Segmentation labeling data

....................

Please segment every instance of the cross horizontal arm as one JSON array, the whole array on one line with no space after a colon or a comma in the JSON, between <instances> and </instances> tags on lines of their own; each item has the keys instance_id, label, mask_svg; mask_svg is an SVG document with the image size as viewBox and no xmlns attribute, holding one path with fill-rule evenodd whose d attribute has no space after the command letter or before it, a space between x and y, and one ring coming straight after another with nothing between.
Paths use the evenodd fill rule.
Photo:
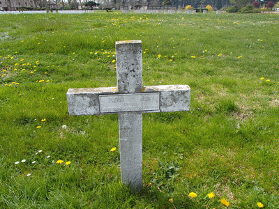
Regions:
<instances>
[{"instance_id":1,"label":"cross horizontal arm","mask_svg":"<svg viewBox=\"0 0 279 209\"><path fill-rule=\"evenodd\" d=\"M119 114L123 111L169 112L188 111L188 85L147 86L140 93L121 94L117 87L70 88L67 100L70 116ZM120 106L123 106L120 109Z\"/></svg>"}]
</instances>

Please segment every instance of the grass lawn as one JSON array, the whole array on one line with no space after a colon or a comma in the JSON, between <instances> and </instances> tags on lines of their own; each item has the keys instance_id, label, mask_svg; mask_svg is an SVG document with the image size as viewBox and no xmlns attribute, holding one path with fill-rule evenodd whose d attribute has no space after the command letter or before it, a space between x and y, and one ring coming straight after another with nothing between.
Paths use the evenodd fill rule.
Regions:
<instances>
[{"instance_id":1,"label":"grass lawn","mask_svg":"<svg viewBox=\"0 0 279 209\"><path fill-rule=\"evenodd\" d=\"M0 18L1 208L279 208L279 15ZM118 116L66 100L116 86L128 40L144 85L191 88L189 111L143 116L140 192L121 183Z\"/></svg>"}]
</instances>

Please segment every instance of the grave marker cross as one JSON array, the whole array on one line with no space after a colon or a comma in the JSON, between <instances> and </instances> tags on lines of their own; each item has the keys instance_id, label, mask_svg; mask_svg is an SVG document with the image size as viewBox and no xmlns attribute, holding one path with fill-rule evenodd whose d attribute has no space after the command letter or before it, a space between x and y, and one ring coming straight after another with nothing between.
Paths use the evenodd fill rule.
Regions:
<instances>
[{"instance_id":1,"label":"grave marker cross","mask_svg":"<svg viewBox=\"0 0 279 209\"><path fill-rule=\"evenodd\" d=\"M142 187L142 113L188 111L187 85L142 88L140 40L116 42L117 87L70 88L70 115L119 114L121 180Z\"/></svg>"}]
</instances>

....................

YOUR OBJECTIVE
Please rewrite the data above with "Regions" changed to "Outlines" everywhere and nothing else altered, leaving out the pictures.

EXERCISE OUTPUT
Please segment every instance of the cross horizontal arm as one JSON array, the whole array on one line with no space after a colon or a comma in the JSON, between <instances> and </instances> tags on lines of their own; each item has the keys instance_id, label, mask_svg; mask_svg is an SVG document with the image size as viewBox and no xmlns attribute, holding one path with fill-rule evenodd whose d attribute has no space after the command letter or before it, a space between x and y, and one ring coming straight after another with nothing between.
Paths use the evenodd fill rule.
Photo:
Outlines:
<instances>
[{"instance_id":1,"label":"cross horizontal arm","mask_svg":"<svg viewBox=\"0 0 279 209\"><path fill-rule=\"evenodd\" d=\"M119 114L123 111L169 112L188 111L188 85L147 86L140 93L121 94L117 87L70 88L67 100L70 116ZM120 106L123 106L120 109Z\"/></svg>"}]
</instances>

Please segment every instance of the grass lawn as one JSON array, the whole array on one line with no space after a colon or a comma in the JSON, between <instances> and </instances> tags on lines of their own; each item has the keys instance_id, label, mask_svg; mask_svg is an SVG document with the image size as viewBox and no xmlns attribute, holding one path with fill-rule evenodd whose d attribute has no space after the command letter or before it, a space between x and y, and one ring coming straight after another with nothing between.
Paths use the evenodd fill rule.
Outlines:
<instances>
[{"instance_id":1,"label":"grass lawn","mask_svg":"<svg viewBox=\"0 0 279 209\"><path fill-rule=\"evenodd\" d=\"M0 18L1 208L279 208L279 15ZM118 116L66 100L116 86L128 40L144 85L191 88L189 111L143 116L140 192L121 183Z\"/></svg>"}]
</instances>

Please segment every instance of the grave marker cross as one JSON array, the whole array on one line with no space after a colon or a comma in the JSON, between <instances> and </instances> tags on lines of their own; each item has the keys instance_id, label, mask_svg; mask_svg is an SVG document with the image size as viewBox and no xmlns attribute, holding one path with fill-rule evenodd whose d attribute has no space after the command letter or before it, a space between x and y, and one ring coming straight after another with nothing between.
Paths use the evenodd fill rule.
Outlines:
<instances>
[{"instance_id":1,"label":"grave marker cross","mask_svg":"<svg viewBox=\"0 0 279 209\"><path fill-rule=\"evenodd\" d=\"M142 187L142 113L188 111L187 85L142 88L140 40L116 42L117 87L70 88L70 115L119 114L121 180Z\"/></svg>"}]
</instances>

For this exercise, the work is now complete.